Task
Print exactly, and only, the lines running from the line containing "cuff. Keep to one point per instance." through the end of the records below.

Data supplied
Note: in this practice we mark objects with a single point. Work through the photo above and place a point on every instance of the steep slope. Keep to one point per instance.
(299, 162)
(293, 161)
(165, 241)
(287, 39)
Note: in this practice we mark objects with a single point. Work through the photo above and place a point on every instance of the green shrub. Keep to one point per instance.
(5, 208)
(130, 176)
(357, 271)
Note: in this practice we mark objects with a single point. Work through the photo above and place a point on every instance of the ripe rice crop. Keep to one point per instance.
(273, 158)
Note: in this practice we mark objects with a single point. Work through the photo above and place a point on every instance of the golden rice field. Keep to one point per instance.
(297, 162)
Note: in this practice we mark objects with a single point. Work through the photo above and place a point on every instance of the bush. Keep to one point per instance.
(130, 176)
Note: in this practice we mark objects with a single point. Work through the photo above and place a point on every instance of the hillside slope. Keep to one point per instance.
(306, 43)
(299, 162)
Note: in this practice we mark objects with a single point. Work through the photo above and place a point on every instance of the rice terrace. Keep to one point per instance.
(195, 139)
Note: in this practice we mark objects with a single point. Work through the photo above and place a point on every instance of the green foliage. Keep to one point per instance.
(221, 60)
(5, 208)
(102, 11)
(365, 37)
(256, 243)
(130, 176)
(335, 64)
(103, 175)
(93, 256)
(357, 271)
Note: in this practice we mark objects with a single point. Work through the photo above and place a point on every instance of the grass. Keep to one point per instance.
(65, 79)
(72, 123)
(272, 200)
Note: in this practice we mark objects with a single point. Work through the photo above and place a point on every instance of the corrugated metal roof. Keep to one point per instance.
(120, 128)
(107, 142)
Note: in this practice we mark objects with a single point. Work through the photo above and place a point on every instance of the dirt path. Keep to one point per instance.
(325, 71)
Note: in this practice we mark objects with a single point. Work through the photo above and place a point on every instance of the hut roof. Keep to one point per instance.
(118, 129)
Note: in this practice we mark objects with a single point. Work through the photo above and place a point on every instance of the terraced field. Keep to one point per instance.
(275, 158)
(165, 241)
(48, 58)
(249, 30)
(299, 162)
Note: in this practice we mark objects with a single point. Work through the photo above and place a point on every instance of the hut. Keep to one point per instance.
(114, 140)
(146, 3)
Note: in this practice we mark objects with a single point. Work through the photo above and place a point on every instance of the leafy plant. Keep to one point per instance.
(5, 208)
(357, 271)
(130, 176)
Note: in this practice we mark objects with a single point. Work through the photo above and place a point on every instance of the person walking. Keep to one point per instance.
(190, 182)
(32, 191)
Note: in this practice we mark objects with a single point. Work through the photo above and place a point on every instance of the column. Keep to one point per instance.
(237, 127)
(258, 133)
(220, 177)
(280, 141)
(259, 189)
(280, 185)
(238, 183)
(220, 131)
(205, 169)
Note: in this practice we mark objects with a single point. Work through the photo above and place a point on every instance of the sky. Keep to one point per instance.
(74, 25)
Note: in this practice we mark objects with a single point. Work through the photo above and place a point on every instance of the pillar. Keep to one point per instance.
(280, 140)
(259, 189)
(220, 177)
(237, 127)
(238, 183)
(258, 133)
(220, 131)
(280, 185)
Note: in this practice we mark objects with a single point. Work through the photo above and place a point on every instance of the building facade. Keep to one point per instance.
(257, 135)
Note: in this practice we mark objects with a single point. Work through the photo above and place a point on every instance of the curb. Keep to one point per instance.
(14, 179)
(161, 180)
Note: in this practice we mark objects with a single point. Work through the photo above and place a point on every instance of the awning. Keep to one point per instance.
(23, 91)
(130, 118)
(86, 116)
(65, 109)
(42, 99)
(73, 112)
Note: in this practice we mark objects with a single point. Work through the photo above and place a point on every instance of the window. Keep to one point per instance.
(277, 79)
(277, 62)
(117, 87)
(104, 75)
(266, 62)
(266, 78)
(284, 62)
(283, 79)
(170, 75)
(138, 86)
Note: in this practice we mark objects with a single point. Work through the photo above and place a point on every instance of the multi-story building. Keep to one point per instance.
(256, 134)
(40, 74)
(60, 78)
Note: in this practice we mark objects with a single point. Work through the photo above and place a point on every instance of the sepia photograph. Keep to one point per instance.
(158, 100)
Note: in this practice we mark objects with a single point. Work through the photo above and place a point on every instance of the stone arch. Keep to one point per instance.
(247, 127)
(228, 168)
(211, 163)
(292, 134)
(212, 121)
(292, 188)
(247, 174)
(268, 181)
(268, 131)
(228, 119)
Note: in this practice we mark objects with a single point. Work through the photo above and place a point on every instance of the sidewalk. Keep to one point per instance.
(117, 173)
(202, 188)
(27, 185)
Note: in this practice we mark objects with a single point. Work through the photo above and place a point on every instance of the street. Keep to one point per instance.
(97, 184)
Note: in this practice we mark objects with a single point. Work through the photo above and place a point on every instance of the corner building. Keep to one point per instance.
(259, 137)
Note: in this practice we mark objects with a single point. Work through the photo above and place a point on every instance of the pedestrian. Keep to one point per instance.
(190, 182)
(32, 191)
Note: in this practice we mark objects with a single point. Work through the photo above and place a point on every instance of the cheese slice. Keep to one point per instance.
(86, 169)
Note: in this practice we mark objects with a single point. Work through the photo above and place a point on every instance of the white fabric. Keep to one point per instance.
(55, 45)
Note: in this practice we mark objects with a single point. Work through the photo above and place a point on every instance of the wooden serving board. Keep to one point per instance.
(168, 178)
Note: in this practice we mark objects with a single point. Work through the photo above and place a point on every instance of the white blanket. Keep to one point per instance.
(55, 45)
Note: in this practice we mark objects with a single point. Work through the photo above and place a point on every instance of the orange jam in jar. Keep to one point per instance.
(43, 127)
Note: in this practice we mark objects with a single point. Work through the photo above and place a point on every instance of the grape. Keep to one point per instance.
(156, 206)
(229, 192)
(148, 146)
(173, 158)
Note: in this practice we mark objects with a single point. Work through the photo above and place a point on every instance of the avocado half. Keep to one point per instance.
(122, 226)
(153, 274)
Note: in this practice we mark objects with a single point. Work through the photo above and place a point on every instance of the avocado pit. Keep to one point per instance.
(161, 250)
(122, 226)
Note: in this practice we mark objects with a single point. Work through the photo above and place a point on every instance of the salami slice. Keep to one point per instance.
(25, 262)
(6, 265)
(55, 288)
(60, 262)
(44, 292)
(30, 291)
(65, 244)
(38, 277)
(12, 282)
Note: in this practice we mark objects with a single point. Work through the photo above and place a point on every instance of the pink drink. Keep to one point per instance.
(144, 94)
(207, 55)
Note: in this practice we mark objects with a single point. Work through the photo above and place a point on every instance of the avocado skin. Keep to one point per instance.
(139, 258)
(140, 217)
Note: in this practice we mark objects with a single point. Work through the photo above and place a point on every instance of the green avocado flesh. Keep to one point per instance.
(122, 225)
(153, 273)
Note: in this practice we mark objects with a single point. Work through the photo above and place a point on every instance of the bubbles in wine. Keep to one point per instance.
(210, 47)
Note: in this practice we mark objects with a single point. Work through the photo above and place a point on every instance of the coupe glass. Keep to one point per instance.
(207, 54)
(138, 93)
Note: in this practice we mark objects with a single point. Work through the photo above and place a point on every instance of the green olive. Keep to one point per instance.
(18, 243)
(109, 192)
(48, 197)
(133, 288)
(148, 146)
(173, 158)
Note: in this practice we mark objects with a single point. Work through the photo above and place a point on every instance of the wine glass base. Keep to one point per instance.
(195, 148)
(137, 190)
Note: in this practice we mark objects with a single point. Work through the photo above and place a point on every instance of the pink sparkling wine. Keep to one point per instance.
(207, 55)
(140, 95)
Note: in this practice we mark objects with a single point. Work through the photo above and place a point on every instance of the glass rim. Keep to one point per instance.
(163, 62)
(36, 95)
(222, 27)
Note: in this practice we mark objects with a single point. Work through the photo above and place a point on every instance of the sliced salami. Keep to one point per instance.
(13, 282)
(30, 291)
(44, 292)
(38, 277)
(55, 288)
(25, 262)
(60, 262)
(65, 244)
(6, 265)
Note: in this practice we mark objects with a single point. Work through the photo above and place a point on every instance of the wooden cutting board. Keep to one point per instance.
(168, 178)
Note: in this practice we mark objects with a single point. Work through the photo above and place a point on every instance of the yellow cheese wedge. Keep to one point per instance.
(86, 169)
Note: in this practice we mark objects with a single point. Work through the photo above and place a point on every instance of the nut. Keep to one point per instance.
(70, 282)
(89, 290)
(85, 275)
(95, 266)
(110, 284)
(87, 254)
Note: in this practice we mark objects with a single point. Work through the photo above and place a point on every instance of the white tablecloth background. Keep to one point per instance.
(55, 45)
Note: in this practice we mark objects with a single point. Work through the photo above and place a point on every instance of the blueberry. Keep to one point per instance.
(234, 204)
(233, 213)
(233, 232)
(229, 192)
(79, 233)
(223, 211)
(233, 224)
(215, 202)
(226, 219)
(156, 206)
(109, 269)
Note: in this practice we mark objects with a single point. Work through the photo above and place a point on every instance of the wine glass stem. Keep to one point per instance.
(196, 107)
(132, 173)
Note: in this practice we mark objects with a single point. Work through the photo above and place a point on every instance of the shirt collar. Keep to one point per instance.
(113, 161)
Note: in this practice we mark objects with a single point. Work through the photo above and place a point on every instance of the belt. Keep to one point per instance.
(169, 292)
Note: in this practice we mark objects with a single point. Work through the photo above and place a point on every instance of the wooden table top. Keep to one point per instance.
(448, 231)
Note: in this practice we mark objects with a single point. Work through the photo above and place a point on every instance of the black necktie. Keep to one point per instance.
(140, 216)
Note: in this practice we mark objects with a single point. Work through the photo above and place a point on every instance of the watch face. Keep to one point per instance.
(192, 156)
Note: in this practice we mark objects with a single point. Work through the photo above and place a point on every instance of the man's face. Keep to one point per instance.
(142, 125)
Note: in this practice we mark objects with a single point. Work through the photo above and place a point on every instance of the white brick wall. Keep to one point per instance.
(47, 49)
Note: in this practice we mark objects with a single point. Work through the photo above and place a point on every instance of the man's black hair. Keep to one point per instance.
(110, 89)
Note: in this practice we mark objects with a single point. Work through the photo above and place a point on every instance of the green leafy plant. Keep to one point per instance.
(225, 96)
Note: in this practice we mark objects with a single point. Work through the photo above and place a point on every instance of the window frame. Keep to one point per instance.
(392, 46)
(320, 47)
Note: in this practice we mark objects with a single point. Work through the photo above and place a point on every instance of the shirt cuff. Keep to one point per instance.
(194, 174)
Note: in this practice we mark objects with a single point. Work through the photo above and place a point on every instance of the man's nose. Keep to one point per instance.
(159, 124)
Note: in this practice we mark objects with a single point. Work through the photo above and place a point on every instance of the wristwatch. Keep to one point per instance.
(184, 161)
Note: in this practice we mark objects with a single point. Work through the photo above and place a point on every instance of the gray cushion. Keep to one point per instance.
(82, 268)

Exercise solution
Note: in this practice we mark objects with a single point. Work through the photo above and place a point on every instance of the shirt cuff. Keep to one point per instance.
(194, 174)
Note: in this practice we mark objects with a single point. Work through the photo above and place a point on every instance of the man's nose. Keep to one point per instance.
(159, 124)
Note: in this practice we mark objects with a single point. Work through the photo above and place a point on every instance of the wristwatch. Keep to one point per instance.
(184, 161)
Note: in this practice we mark objects with a single point. Work through the photo above and place a point on every instance of the gray cushion. Keep to one point per instance.
(82, 268)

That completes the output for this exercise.